Перепишите слово в слово все записи, приведённые ниже.
------------------------------------
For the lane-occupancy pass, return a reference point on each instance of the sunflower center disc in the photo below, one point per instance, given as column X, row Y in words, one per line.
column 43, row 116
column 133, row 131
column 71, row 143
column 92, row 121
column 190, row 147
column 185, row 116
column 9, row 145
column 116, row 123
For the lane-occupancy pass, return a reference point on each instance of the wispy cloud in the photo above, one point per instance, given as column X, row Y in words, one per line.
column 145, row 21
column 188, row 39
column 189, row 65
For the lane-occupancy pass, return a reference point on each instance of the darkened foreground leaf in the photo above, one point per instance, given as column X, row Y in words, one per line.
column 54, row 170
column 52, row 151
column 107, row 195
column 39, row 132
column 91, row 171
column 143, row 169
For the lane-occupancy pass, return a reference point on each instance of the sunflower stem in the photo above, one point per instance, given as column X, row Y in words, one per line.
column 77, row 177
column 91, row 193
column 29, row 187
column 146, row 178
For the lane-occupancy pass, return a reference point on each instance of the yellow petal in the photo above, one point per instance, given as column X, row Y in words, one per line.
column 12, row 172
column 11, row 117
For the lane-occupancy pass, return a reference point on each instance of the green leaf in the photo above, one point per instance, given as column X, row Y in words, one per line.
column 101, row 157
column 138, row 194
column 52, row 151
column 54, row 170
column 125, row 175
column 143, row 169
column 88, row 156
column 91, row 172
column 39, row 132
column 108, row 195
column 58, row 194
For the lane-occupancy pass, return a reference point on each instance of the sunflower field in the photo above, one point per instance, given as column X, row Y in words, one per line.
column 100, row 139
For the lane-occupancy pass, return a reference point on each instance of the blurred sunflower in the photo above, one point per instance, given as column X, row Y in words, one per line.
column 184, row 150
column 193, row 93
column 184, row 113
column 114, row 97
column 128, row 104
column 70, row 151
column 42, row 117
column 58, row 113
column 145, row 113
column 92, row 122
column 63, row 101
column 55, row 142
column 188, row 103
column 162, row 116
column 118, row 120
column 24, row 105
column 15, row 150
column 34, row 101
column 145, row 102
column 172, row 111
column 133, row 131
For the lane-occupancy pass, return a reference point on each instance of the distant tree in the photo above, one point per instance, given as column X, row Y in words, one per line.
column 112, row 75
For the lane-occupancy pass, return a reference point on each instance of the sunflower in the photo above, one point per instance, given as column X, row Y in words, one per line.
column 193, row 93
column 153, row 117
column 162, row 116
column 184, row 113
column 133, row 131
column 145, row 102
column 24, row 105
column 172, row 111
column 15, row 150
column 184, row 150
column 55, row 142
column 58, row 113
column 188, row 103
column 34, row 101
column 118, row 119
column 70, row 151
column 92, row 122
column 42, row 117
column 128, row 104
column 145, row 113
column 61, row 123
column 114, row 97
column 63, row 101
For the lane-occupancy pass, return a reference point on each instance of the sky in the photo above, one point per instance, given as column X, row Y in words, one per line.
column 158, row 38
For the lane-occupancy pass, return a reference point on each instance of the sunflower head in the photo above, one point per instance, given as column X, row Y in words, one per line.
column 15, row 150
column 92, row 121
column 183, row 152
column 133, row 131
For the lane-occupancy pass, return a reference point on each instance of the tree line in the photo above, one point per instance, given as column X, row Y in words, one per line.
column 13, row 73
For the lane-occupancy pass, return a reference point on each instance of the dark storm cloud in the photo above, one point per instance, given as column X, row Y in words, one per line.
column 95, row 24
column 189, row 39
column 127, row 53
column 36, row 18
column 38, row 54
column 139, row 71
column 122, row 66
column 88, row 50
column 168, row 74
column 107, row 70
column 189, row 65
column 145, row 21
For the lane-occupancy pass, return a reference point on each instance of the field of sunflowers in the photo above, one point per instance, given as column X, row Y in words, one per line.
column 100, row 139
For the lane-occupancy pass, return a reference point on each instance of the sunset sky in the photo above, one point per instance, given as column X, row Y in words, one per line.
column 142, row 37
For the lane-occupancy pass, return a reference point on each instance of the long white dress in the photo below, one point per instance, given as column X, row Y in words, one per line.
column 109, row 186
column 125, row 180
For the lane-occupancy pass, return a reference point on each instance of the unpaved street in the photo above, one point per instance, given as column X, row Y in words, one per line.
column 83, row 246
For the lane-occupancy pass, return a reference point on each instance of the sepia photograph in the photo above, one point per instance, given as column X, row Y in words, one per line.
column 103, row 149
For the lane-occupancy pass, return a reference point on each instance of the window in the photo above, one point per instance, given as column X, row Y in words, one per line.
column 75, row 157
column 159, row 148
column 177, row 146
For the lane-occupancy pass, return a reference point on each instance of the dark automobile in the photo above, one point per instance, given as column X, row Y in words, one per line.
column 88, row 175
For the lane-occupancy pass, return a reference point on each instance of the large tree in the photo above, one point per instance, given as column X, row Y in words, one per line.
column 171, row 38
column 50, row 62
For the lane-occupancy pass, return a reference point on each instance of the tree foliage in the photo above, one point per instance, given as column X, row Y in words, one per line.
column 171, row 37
------------------------------------
-- ОТВЕТ НА ЗАДАНИЕ --
For the lane-occupancy pass, return a reference point on each instance of the sunflower center disc in the photo below, one point per instance, given as column X, row Y in words, one per line.
column 43, row 116
column 133, row 131
column 71, row 143
column 92, row 121
column 190, row 147
column 185, row 116
column 9, row 145
column 116, row 123
For the lane-occupancy pass, return a reference point on each instance of the wispy cloud in the photo above, one point per instance, given as column X, row Y in words, one per line.
column 145, row 21
column 188, row 39
column 189, row 65
For the lane-occupancy pass, return a reference point on each instance of the darkened foreground leaf in the photo above, one point per instance, given as column X, row Y in words, one per line.
column 54, row 170
column 52, row 151
column 107, row 195
column 39, row 132
column 91, row 171
column 143, row 169
For the lane-occupancy pass, return a reference point on each instance of the sunflower stem in the photo above, one point per instance, given as column X, row Y in words, one per line.
column 77, row 177
column 91, row 193
column 29, row 187
column 146, row 178
For the lane-occupancy pass, return a reference point on each instance of the yellow petal in the photo above, one point per instance, given as column X, row Y in words, one per line.
column 12, row 172
column 11, row 117
For the lane-occupancy pass, return a reference point on each instance of the green leaf in the photo above, one point per instance, given as column X, row Y in words, one per line.
column 101, row 157
column 138, row 194
column 52, row 151
column 54, row 170
column 125, row 175
column 143, row 169
column 88, row 156
column 91, row 172
column 39, row 132
column 108, row 195
column 58, row 194
For the lane-occupancy pass, return a reference point on each instance of the sunflower field in the photo above, one point per instance, given as column X, row Y in words, one per line.
column 100, row 139
For the lane-occupancy pass, return a reference point on each instance of the blurred sunflower in the photo above, one point per instance, given as column X, row Y in words, one per line.
column 184, row 150
column 193, row 93
column 184, row 113
column 114, row 97
column 128, row 104
column 70, row 151
column 42, row 117
column 58, row 113
column 145, row 113
column 92, row 122
column 63, row 101
column 55, row 142
column 188, row 103
column 162, row 116
column 118, row 120
column 24, row 105
column 15, row 150
column 34, row 101
column 145, row 102
column 172, row 111
column 133, row 131
For the lane-occupancy pass, return a reference point on each instance of the distant tree in the photo above, one point per instance, given as column X, row Y in words, one per line.
column 112, row 75
For the lane-occupancy pass, return a reference point on each instance of the sunflower in the photo above, one point per instance, given as column X, row Y in words, one per line.
column 193, row 93
column 153, row 117
column 162, row 116
column 184, row 113
column 133, row 131
column 145, row 102
column 24, row 105
column 172, row 111
column 15, row 150
column 184, row 150
column 55, row 142
column 58, row 113
column 188, row 103
column 34, row 101
column 118, row 119
column 70, row 151
column 92, row 122
column 42, row 117
column 128, row 104
column 145, row 113
column 61, row 123
column 114, row 97
column 63, row 101
For the lane-occupancy pass, return a reference point on each instance of the sky in the photo above, one point per instance, given as column X, row Y in words, one per line.
column 158, row 38
For the lane-occupancy pass, return a reference point on each instance of the sunflower head in the photo above, one point per instance, given as column X, row Y in words, one per line.
column 15, row 150
column 92, row 121
column 183, row 152
column 133, row 131
For the lane-occupancy pass, return a reference point on each instance of the tree line in the photo above, one point per instance, given as column X, row Y in words, one per line.
column 13, row 73
For the lane-occupancy pass, return a reference point on each instance of the dark storm cloud in the photo above, one point per instance, given as column X, row Y in words, one per line.
column 95, row 24
column 189, row 39
column 127, row 53
column 36, row 18
column 38, row 54
column 139, row 71
column 122, row 66
column 88, row 50
column 168, row 74
column 107, row 70
column 189, row 65
column 145, row 21
For the lane-occupancy pass, return a reference point on each instance of the field of sunflowers in the photo above, one point per instance, given as column X, row Y in words, one per line.
column 100, row 139
For the lane-occupancy pass, return a reference point on each instance of the sunset sky in the photo above, one point per instance, given as column X, row Y in words, one per line.
column 142, row 37
For the lane-occupancy pass, return a reference point on each instance of the long white dress in the photo below, one point per instance, given as column X, row Y in words, one per line.
column 109, row 186
column 125, row 180
For the lane-occupancy pass, return a reference point on each instance of the unpaved street in the photo above, one point per instance, given as column X, row Y in words, one per line.
column 83, row 246
For the lane-occupancy pass, return a reference point on each instance of the sepia photograph in the photo above, one point per instance, given as column X, row Y in words, one per line.
column 103, row 149
For the lane-occupancy pass, return a reference point on each instance of the window in the photo above, one point per instance, given as column X, row Y in words, one per line.
column 75, row 157
column 159, row 148
column 177, row 146
For the lane-occupancy pass, return a reference point on each instance of the dark automobile in the photo above, one point per instance, given as column X, row Y in words, one per line.
column 88, row 175
For the lane-occupancy pass, return a reference point on each instance of the large tree in the photo above, one point per instance, given as column X, row Y in words, one per line.
column 171, row 38
column 50, row 62
For the lane-occupancy pass, return a reference point on each instance of the tree foliage in the photo above, one point per instance, given as column X, row Y in words, one per line.
column 171, row 37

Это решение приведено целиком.